* Objective *
Render every line of the rows below as a JSON list of strings, one string per line, leaving out blank lines.

[Region labeling records]
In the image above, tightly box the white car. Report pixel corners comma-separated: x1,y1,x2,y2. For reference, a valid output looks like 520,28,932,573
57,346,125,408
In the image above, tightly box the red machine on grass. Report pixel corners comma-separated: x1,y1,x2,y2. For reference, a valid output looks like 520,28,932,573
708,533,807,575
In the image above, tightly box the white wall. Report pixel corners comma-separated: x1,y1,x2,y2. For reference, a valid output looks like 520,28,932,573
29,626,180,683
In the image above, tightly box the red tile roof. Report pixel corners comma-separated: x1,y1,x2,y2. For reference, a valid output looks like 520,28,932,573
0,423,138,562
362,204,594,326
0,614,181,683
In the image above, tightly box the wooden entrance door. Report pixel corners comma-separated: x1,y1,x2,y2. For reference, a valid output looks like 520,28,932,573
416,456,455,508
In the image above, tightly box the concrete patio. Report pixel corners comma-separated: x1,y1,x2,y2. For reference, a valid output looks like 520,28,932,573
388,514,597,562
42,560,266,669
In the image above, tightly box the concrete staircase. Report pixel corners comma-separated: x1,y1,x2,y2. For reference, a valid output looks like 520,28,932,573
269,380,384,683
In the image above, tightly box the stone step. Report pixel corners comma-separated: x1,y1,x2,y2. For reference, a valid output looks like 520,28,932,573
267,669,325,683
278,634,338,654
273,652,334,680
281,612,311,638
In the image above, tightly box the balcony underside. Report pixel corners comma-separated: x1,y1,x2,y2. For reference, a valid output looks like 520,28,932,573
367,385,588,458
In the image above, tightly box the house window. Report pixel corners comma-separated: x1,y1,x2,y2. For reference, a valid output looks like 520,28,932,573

* Output *
[
  "In the image above, tightly box the white car. Report pixel corners comma-separated: x1,y1,x2,y2. For reference, a valid output looks like 520,28,932,573",
  "57,346,125,408",
  "In the image above, tightly box the red machine on grass. Report pixel corners comma-separated: x1,y1,x2,y2. For reference, a valid output looks like 520,28,932,573",
  "708,533,807,575",
  "In the image above, tightly box the white wall. Report pixel corners comma-separated: x1,y1,x2,y2. For reference, a valid output looks like 520,28,932,573",
  "29,626,180,683",
  "In the image above, tightly box the red tile roof. Report pixel corners comma-separated: x1,y1,x2,y2. For reference, a valid output looks like 520,28,932,573",
  "0,423,138,562",
  "362,204,594,326",
  "0,614,181,683",
  "In the image above, tightly box the wooden entrance door. Report pixel corners comma-separated: x1,y1,x2,y2. For reference, a valid output looks like 520,28,932,573",
  "416,456,455,508",
  "In the image above, tightly box the concrete patio. Report pixel corners comma-separated: x1,y1,x2,y2. For reference, a valid output looks like 520,28,932,573",
  "388,514,597,562",
  "42,560,266,669",
  "In the image above, tightly box the concrete staircase. Report pixel corners comma-separated: x1,y1,x2,y2. For reference, a valid output looks like 520,28,932,573",
  "269,380,384,683",
  "In the image above, tightly box the stone step. Report pixel corners comma-separated: x1,y1,x2,y2. For reference, a valid output looks like 520,28,932,573",
  "267,669,325,683",
  "278,634,338,654",
  "273,652,334,680",
  "281,612,311,638",
  "In the image above, tightly box the balcony underside. Report pixel corners comma-separated: x1,y1,x2,y2. For reference, a valid output looks like 520,28,932,573",
  "367,385,588,458",
  "In the image above, tightly box the house window. Report pixel corners comma-separated: x1,y1,x2,y2. For reference, a valid output looks like 520,28,932,573"
]